Region pointing data:

----

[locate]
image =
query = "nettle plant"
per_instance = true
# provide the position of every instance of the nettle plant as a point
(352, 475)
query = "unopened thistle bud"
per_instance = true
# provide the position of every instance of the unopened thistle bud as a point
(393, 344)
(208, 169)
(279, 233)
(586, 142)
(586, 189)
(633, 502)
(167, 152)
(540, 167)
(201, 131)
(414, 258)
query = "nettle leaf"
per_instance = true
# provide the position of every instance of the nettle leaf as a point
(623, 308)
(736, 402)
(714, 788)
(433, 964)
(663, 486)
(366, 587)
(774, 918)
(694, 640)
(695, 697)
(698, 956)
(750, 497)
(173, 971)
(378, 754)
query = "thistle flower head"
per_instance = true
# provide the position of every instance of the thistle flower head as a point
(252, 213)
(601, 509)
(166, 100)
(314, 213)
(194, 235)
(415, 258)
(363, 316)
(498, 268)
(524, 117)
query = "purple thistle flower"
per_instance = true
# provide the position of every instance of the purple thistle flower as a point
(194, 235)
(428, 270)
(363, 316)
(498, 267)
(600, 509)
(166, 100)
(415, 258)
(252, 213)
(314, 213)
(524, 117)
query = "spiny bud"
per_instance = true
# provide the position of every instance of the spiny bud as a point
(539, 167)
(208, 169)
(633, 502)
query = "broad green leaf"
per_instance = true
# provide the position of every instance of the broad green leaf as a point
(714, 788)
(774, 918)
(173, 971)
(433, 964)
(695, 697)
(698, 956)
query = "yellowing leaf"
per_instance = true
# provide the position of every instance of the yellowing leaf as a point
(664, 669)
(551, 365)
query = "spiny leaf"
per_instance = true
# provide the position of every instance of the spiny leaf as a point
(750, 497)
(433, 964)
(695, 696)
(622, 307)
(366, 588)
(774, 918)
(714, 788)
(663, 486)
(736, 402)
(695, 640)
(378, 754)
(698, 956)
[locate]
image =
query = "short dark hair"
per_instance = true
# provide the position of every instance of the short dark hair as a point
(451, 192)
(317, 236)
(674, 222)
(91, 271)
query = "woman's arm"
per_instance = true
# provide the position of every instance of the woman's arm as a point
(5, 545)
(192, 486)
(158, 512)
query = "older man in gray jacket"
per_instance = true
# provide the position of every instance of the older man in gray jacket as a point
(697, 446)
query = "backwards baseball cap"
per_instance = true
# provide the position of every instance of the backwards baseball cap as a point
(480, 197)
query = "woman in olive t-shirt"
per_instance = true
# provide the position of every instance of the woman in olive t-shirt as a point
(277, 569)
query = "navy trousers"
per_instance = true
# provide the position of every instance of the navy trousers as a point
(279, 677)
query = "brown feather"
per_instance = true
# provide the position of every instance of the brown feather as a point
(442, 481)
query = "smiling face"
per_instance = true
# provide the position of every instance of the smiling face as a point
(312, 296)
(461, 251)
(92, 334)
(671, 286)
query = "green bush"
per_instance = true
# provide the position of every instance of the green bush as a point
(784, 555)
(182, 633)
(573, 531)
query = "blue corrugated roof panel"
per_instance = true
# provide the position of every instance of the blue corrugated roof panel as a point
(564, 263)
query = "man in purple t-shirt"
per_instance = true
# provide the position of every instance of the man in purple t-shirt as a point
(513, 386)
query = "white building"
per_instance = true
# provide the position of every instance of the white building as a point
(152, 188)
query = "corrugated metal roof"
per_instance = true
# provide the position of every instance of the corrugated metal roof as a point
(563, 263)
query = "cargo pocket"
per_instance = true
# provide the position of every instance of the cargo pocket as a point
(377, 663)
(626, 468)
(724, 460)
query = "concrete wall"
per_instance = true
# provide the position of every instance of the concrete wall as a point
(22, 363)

----

### What you should do
Each record, exactly as written, is to be printed again.

### Task response
[locate]
image =
query = "nettle plant"
per_instance = true
# provide the position of every instance of the nettle plant as a point
(352, 475)
query = "unopened thistle bud"
per_instance = true
# provide the position of every instance of the unopened thistle bud as a point
(393, 344)
(208, 169)
(279, 233)
(586, 142)
(586, 189)
(633, 502)
(167, 152)
(540, 167)
(201, 131)
(414, 258)
query = "nettle leaf"
per_instance = true
# provide the position of every instance of the nettle leaf as a point
(623, 308)
(736, 402)
(714, 788)
(433, 964)
(663, 486)
(366, 587)
(774, 918)
(694, 640)
(695, 697)
(698, 956)
(750, 497)
(173, 971)
(378, 754)
query = "thistle flower head"
per_instance = true
# provide the position of every instance of the thistle flower head as a point
(252, 213)
(601, 509)
(166, 100)
(314, 213)
(194, 235)
(415, 258)
(363, 316)
(498, 268)
(524, 117)
query = "purple thistle flower"
per_instance = true
# provide the position of every instance of the purple thistle flower as a point
(194, 235)
(428, 270)
(363, 316)
(498, 267)
(600, 509)
(166, 100)
(415, 258)
(252, 213)
(314, 213)
(524, 117)
query = "spiny bud"
per_instance = true
# provide the position of every instance of the spiny bud as a point
(539, 167)
(208, 169)
(633, 502)
query = "broad green leaf"
per_instance = true
# provide the position of every instance of the broad green leaf as a point
(714, 788)
(774, 918)
(173, 971)
(433, 964)
(695, 697)
(698, 956)
query = "yellowing leaf"
per_instance = true
# provide the position of every instance of the yellowing leaf as a point
(664, 669)
(551, 365)
query = "spiny leaf"
per_instance = true
# provide the position of every instance of the spiny leaf as a point
(750, 497)
(433, 964)
(695, 696)
(622, 307)
(366, 588)
(774, 918)
(714, 788)
(663, 486)
(736, 402)
(695, 640)
(378, 754)
(698, 956)
[locate]
image =
query = "short dark hair"
per_instance = true
# provide the position of every instance of the short dark hair as a point
(451, 192)
(317, 236)
(674, 222)
(91, 271)
query = "woman's arm"
per_instance = true
# provide the position of every instance of the woman's arm as a point
(5, 545)
(192, 486)
(158, 512)
query = "older man in gray jacket"
per_instance = true
# provide the position of every instance of the older man in gray jacket as a point
(697, 446)
query = "backwards baseball cap"
per_instance = true
# provide the position of every instance of the backwards baseball cap as a point
(480, 197)
query = "woman in olive t-shirt"
per_instance = true
# provide the position of every instance of the woman in olive t-shirt as a point
(277, 569)
query = "navy trousers"
per_instance = true
# provide the position of every instance of the navy trousers as a point
(279, 677)
query = "brown feather"
per_instance = true
# provide the position of every instance of the brown feather as a point
(442, 481)
query = "smiling face"
per_instance = true
# provide the position of every instance of the smiling face as a point
(312, 296)
(461, 251)
(92, 334)
(671, 286)
query = "green bush"
per_instance = true
# provide the position of every instance of the green bush as a point
(784, 555)
(182, 633)
(573, 531)
query = "blue corrugated roof panel"
per_instance = true
# provide the position of every instance of the blue corrugated roof panel as a point
(564, 263)
query = "man in purple t-shirt"
per_instance = true
# provide the position of every instance of the man in purple t-shirt as a point
(513, 386)
query = "white building"
per_instance = true
# provide the position of every instance of the white building as a point
(152, 188)
query = "corrugated metal roof"
per_instance = true
# provide the position of every instance of the corrugated metal roof as a point
(563, 263)
query = "cargo pocket"
per_instance = true
# provide the position of every instance of the cargo pocket as a point
(377, 663)
(626, 468)
(724, 460)
query = "concrete wall"
per_instance = true
# provide the position of every instance of the concrete wall as a point
(22, 363)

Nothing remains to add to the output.